[Excerpts from point annotation data]

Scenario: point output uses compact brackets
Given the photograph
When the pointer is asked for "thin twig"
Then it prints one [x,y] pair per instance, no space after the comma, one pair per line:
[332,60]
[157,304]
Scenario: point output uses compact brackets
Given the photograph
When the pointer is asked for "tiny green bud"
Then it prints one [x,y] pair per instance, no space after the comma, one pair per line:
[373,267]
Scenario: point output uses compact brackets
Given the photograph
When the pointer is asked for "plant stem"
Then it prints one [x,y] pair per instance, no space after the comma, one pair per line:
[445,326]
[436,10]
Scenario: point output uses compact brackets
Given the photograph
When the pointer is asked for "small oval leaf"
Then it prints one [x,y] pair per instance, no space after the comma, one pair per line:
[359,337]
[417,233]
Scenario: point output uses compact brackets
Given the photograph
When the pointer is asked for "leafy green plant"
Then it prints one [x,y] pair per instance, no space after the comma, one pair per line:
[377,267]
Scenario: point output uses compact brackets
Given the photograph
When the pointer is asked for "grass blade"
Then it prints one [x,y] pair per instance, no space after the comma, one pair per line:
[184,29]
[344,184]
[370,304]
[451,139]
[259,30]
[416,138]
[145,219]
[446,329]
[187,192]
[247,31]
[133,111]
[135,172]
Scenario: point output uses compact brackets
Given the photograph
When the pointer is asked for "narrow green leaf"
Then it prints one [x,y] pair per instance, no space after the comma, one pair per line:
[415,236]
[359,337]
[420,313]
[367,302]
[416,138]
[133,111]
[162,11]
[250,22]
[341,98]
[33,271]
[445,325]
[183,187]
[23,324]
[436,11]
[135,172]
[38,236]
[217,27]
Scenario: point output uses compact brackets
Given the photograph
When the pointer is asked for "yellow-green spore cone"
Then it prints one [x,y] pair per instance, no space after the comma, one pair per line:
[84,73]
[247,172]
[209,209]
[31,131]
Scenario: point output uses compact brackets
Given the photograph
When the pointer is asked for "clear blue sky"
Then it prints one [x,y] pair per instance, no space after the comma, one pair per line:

STATED EXERCISE
Print the records once more, exactly as they were given.

SOLVED EXERCISE
Scenario: point output uses compact brackets
Given the photograph
When the pointer is asked for "thin twig"
Then it prints one [x,y] pair per instance, no space after the comma, one pair per line:
[332,60]
[157,304]
Scenario: point output uses compact brackets
Given the photograph
When the pointer is asked for "tiny green bud"
Then it prints one [x,y] pair per instance, no space after the comma, one pair per line:
[373,267]
Scenario: point output uses compact brackets
Given the photograph
When the pointer is asked for "plant stem"
Then it prints one [x,y] pair per instance, no space after the comma, one pair per line:
[445,326]
[436,10]
Scenario: point output uses compact brackets
Given the photograph
When the pointer is asked for "small oval leaf"
Then it prints one [x,y] pair per instance, no space after the comma, one pair per line:
[359,337]
[417,233]
Scenario: point output uses compact brackets
Given the photograph
When the pointer is asked for "leafy green plant"
Then it prints one [x,y] pair per instance, no space after the comma, one pair per line:
[377,267]
Scenario: point output uses compact brackets
Given the photograph
When the pointer is asked for "grass blade"
Then it prints one [x,y] pair per instance, no space after the comma, one pair per line:
[184,29]
[344,184]
[370,304]
[451,139]
[259,30]
[416,138]
[145,219]
[446,329]
[187,192]
[247,31]
[133,111]
[135,172]
Scenario: point output uses compact brackets
Given the photograph
When the pointer is asked for "narrow green leaf"
Then it prints one [x,y] pair per instance, no space after the comma, one pair per line:
[415,236]
[359,337]
[420,313]
[367,302]
[416,138]
[133,111]
[162,11]
[250,22]
[341,98]
[33,271]
[445,325]
[183,187]
[23,324]
[436,11]
[135,172]
[38,236]
[217,27]
Scenario: point output uses compact brackets
Given the photograph
When the pointer is asked for "yellow-green spore cone"
Then it prints one [x,y] pair per instance, no space after the comma, one pair per line:
[84,73]
[247,172]
[209,209]
[31,131]
Scenario: point output uses compact brackets
Given the photograph
When the pointer is asked for "clear blue sky"
Then it prints one [x,y] pair per instance, no space after the comma, one pair per line:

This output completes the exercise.